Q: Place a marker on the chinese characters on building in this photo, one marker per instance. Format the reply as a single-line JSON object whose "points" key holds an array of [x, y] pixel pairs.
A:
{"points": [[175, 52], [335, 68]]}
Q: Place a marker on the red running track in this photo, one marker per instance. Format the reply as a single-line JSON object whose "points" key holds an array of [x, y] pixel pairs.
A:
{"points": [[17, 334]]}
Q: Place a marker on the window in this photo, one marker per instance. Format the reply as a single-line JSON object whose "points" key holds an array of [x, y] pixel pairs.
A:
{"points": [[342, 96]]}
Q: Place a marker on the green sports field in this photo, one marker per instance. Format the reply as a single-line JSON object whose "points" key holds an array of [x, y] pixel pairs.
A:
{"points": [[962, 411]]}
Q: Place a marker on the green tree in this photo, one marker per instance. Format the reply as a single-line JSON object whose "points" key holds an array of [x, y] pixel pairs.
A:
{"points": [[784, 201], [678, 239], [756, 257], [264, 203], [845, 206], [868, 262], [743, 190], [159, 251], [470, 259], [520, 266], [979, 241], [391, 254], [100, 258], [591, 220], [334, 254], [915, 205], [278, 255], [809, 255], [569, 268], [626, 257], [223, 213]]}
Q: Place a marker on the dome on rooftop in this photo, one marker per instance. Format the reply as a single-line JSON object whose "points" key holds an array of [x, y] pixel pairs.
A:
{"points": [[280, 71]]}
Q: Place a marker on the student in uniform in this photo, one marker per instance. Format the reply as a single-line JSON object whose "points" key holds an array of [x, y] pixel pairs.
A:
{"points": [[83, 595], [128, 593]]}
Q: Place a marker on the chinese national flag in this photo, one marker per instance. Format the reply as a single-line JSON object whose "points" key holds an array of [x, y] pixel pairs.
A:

§ What needs to be done: Your task is to retype all of the lines above exactly.

§ Exercise output:
Q: Place a marker on the chinese characters on building in this photo, one marker per instance. Format the reply as a single-line JSON object whose "points" key holds an array of [x, y] pixel pairs.
A:
{"points": [[175, 52], [335, 68]]}
Q: Place a marker on the red running track in this photo, one marker per instance. Format the reply as a single-line JSON object whose "points" key holds an array of [x, y] pixel pairs.
A:
{"points": [[17, 334]]}
Q: Place a marker on the window in this photo, one marker per instance. Format the reply as a single-line JSON object whose "points" key holds an array of [x, y] pixel pairs.
A:
{"points": [[342, 96]]}
Q: Place a marker on the green sports field in this photo, one marker per instance. Format the reply as a single-line JSON object whose "points" key holds an array of [x, y] pixel pairs.
A:
{"points": [[962, 411]]}
Q: Place a marker on the green tree in this photo, one marker per instance. Format the reply as a single-line JSON object whose "points" key holds an array of [x, y] pixel pairs.
A:
{"points": [[784, 201], [678, 239], [756, 257], [264, 203], [845, 206], [868, 262], [743, 190], [159, 251], [470, 259], [520, 266], [979, 241], [391, 254], [100, 258], [591, 220], [334, 254], [915, 205], [278, 255], [809, 255], [569, 268], [626, 257], [223, 213]]}
Q: Place a marker on the dome on rooftop in this photo, one marker per instance. Format the reply as a single-line JSON object whose "points" key holds an array of [x, y] pixel pairs.
A:
{"points": [[280, 71]]}
Q: Place a marker on the student in uniform in this photo, one marker per instance. Format the reply as a single-line JSON object whose "points" key holds an array of [x, y] pixel pairs.
A:
{"points": [[83, 595], [128, 593]]}
Q: Place a marker on the chinese national flag in this photo, one marker per instance. Format the reply as a single-line JSON object whose "points" key holds an array of [x, y] pixel pairs.
A:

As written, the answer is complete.